%%
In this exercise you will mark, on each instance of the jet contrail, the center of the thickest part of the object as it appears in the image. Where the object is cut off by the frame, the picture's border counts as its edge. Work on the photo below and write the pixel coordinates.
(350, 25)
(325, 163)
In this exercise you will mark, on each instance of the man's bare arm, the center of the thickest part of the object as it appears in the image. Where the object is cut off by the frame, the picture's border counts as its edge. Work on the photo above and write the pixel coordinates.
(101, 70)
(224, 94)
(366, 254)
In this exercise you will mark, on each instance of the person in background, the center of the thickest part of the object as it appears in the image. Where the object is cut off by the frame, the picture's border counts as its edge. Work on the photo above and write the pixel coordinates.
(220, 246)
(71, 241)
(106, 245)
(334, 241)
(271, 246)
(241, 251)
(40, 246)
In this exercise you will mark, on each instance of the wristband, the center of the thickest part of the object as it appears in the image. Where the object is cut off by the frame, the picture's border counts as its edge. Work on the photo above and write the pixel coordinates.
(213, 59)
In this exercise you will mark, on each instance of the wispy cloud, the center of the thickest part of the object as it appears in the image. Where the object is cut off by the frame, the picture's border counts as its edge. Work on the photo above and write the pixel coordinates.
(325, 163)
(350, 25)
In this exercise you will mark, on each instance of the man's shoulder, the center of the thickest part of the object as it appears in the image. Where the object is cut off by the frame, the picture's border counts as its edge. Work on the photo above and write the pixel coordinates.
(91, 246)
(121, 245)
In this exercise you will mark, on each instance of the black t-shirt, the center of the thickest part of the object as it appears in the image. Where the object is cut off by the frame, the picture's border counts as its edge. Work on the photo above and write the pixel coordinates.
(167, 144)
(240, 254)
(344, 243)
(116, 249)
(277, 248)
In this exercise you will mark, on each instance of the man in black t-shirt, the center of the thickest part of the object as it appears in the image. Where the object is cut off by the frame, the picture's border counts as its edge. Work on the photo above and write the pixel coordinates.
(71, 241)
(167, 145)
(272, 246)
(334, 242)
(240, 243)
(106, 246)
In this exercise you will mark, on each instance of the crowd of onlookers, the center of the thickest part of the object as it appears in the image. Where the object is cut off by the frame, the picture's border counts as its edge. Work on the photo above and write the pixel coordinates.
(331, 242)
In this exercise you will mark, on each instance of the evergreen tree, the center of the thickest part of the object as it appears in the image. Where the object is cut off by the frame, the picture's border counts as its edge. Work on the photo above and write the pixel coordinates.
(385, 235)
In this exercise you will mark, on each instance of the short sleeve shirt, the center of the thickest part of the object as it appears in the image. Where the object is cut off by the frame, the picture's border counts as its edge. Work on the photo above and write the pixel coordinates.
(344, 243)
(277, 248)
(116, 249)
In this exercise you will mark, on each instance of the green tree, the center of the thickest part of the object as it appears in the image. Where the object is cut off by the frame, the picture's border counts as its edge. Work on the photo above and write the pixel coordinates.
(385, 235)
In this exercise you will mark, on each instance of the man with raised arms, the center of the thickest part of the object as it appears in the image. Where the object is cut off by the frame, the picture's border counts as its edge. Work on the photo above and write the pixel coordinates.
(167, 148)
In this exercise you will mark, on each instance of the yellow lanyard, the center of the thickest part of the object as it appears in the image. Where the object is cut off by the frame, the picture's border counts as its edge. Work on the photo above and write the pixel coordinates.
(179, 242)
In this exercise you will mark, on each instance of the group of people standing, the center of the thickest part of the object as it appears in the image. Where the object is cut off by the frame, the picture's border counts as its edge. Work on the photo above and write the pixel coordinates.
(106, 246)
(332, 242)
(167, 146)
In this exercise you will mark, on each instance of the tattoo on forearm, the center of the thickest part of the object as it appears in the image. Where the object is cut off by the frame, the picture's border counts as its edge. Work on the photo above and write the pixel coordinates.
%%
## WHAT TO PRODUCE
Please retype all of the lines above exactly as they stand.

## RESPONSE FOR THIS EXERCISE
In this exercise you will mark, on each instance of the jet contrail, the center of the thickest part of the object as it appears in the image. Where the object is cut off by the frame, the picture's border counts as its edge. Work on the photo below and write the pixel coordinates.
(350, 25)
(325, 163)
In this exercise you will mark, on each instance of the man's bare arm, the center of the thickest part of the object as it appears in the image. Where the object is cut off by the frame, the picture's border counts as its edge. Work on the photo above and write the pixel coordinates.
(101, 70)
(224, 94)
(366, 254)
In this exercise you will mark, on each instance of the person in background, the center of the thickest part of the object as it appears in the image. Where the object is cut off by the frame, the picture's border counts as its edge. Work on the photo above and write the pixel coordinates.
(220, 246)
(71, 241)
(106, 245)
(334, 241)
(271, 246)
(241, 251)
(40, 246)
In this exercise you will mark, on each instance of the wristband, the center of the thickest part of the object as it appears in the image. Where the object is cut off by the frame, the picture's border counts as its edge. Work on the photo above and write the pixel coordinates.
(213, 59)
In this exercise you will mark, on each instance of the wispy cloud, the center of the thickest part of the object as it appears in the image. Where the object is cut off by the frame, the picture's border counts as its edge. Work on the photo above and write the pixel coordinates.
(325, 163)
(350, 25)
In this exercise you will mark, on each instance of the man's shoulder, the center of the thickest part of the object as it appears in the image. Where the object is cut off by the frame, the picture's border counts as its edge. Work on the photo above and write the pixel coordinates.
(91, 246)
(121, 245)
In this exercise you will mark, on each instance of the black t-shirt, the center of the thickest part of the object as it appears in the image. Where the object is cut off by the frame, the picture's border counts as its edge. Work on the photo above and write the pixel coordinates.
(167, 144)
(240, 254)
(344, 243)
(116, 249)
(277, 248)
In this exercise you will mark, on each instance of the man in black t-shirt, the center of the thickest part of the object as it appears in the image. Where the object is cut off by the frame, the picture's border counts as its edge. Work on the photo above and write the pixel coordinates.
(71, 241)
(167, 145)
(272, 246)
(334, 242)
(240, 243)
(106, 246)
In this exercise you will mark, on each instance of the crowd of onlookers, the center of the thickest part of the object as it appears in the image. Where the object is cut off by the frame, the picture's border counts as its edge. Work on the photo above and write the pixel coordinates.
(331, 242)
In this exercise you will mark, on each instance of the evergreen tree, the center of the thickest part of the object as it appears in the image. Where the object is cut off by the frame, the picture's border counts as its edge. Work on the photo above and write the pixel coordinates.
(385, 235)
In this exercise you will mark, on each instance of the short sleeve shirt, the center of the thickest part of the object as it appears in the image. Where the object is cut off by the frame, the picture's border counts as its edge. Work on the photo above and write the pixel coordinates.
(344, 243)
(277, 248)
(116, 249)
In this exercise you will mark, on each instance of the green tree, the center of the thickest part of the object as it appears in the image. Where the object is cut off by the frame, the picture's border counts as its edge. Work on the photo above and write the pixel coordinates.
(385, 235)
In this exercise you will mark, on each instance of the man with raised arms, the center of the thickest part of the object as it appears in the image. Where the object is cut off by the frame, the picture's border counts as its edge. Work on the photo above and write the pixel coordinates.
(167, 148)
In this exercise you will mark, on each instance of the yellow lanyard, the center of the thickest part of the object as it appears in the image. Where the object is cut off by the frame, the picture's border counts as its edge. Work on the photo above and write the pixel coordinates.
(179, 242)
In this exercise you will mark, on each instance of the group of people standing, the center of the thickest part of the object as it appears in the image. Where the object is cut off by the frame, the picture's border counts as its edge. Work on the photo above and write the pixel coordinates.
(106, 246)
(332, 242)
(167, 146)
In this exercise you will mark, on each instance of the tattoo on forearm, the center of the thickest part of the object as it appears in the image. Where the object is cut off by the frame, the picture's border counts as its edge. Work on the photo above and write the pixel coordinates.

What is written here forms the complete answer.